:: TASK BRIEF ::
Reproduce, word for word, the portion of the Bioregional Center passage that begins at the words "3) How do we" and stops after "inequity and oppression?".

:: PASSAGE PROVIDED ::

-- Opening Marker --

Defining research topics with communities requires long term commitments to establishing strong relationships, characterized by trust, respectful listening, and mutual regard. The Bioregional Center is engaged in a wide range of activities with community partners.  Here are some examples. Environmental Activities: Creating and sustaining community gardens, food forests, green-blue infrastructure in the form of bioswales for stormwater management, water harvesting,aquaponics, and renewable energy microgrids turning food waste into soil and biogas. Planning and Design Activities: Supporting active living and a transition to inclusive, resilient, biophilic communities (i.e., safe streets, walkability, accessible open space,transformation of vacant lots and alleyways). Climate Action Activities: Mentoring Climate Action Scholars - a new practicum series currently in development for undergrads to learn about climate justice and action through hands-on collaboration in the community. Research Communication Activities: Creating Artful Resources for Visioning and Engagement (i.e., the CARVE Initiative) integrating changemaking powers of story and art (change the story, change the future). To learn more about these and other Bioregional Center projects and initiatives see: https://bioregionalcenter.ucsd.edu/

 

Exploring University-Community Partnerships


Last November, faculty in the Bioregional Center for Sustainability Science, Planning and Design held a symposium which brought together university and community partners from across the UC system doing place-based, civically engaged research and education on food systems. Funded by the UC Office of the President (UCOP), the symposium was the culmination of an 18 month UC Global Food Initiative (GFI) - funded project: Getting Neighborhoods EQUIPPED (Engaged thru Quality University-Community Infrastructure for Participatory-Research and Popular EDucation), which involved bringing over 400 students out to work and learn at the Ocean View Growing Grounds neighborhood garden and learning center in Southeast San Diego. The convening brought together diverse minds to discuss lessons, roadblocks and blind spots in trying to engage in authentic community engagement, pedagogy, and action. The guiding questions for the symposium included:
1) How do we engage in genuine ways (i.e., with curiosity, humility, respect, and shared learning) with local communities?
2) How do we draw students into this mix in ways that nourish, educate, and inspire them to be agents of positive change?
3) How do we overcome the very real challenges of trust-building, and consciousness-building (among our students, community members, and ourselves), especially in the face of unequal resources and power relations, and the on-the-ground impacts across our local neighborhoods of intersecting systems of inequity and oppression?

-- Closing Marker --

:: GIVEN RECORDS ::
-- Opening Marker --

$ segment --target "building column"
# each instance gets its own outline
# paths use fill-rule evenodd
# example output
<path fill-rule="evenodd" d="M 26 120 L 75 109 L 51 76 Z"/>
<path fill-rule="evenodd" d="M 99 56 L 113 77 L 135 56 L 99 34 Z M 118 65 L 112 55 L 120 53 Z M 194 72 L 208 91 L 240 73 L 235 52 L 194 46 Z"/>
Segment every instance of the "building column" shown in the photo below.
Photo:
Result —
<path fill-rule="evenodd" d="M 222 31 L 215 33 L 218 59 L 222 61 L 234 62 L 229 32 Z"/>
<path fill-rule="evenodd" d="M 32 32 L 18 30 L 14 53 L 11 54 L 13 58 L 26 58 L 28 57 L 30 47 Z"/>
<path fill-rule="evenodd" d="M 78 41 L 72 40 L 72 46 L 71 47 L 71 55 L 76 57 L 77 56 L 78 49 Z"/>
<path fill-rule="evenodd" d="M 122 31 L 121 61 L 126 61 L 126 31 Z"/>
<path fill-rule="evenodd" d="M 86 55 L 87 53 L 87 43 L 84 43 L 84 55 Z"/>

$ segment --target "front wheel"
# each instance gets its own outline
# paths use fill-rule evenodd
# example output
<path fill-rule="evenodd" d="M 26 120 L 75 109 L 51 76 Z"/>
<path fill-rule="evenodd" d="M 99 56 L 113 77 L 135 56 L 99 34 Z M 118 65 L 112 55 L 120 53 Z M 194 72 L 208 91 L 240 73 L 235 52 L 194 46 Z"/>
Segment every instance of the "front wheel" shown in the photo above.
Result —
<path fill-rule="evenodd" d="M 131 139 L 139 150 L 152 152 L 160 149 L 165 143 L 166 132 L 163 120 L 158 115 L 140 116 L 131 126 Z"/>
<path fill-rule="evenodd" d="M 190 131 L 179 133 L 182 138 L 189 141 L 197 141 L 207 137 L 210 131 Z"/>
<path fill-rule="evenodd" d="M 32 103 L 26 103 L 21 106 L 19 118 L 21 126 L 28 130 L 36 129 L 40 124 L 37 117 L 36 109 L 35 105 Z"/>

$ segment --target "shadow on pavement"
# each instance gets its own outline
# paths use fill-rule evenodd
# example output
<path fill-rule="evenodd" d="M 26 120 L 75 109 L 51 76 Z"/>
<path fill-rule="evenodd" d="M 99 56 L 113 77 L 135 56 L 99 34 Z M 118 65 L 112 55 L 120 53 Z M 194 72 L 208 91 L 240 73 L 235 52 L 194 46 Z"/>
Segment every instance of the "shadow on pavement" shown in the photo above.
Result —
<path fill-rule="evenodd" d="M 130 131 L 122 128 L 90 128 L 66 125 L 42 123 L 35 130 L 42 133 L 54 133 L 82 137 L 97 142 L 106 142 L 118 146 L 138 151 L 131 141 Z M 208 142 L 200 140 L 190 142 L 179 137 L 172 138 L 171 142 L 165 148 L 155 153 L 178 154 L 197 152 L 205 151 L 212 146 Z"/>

-- Closing Marker --

:: RESULT OF THIS EXERCISE ::
3) How do we overcome the very real challenges of trust-building, and consciousness-building (among our students, community members, and ourselves), especially in the face of unequal resources and power relations, and the on-the-ground impacts across our local neighborhoods of intersecting systems of inequity and oppression?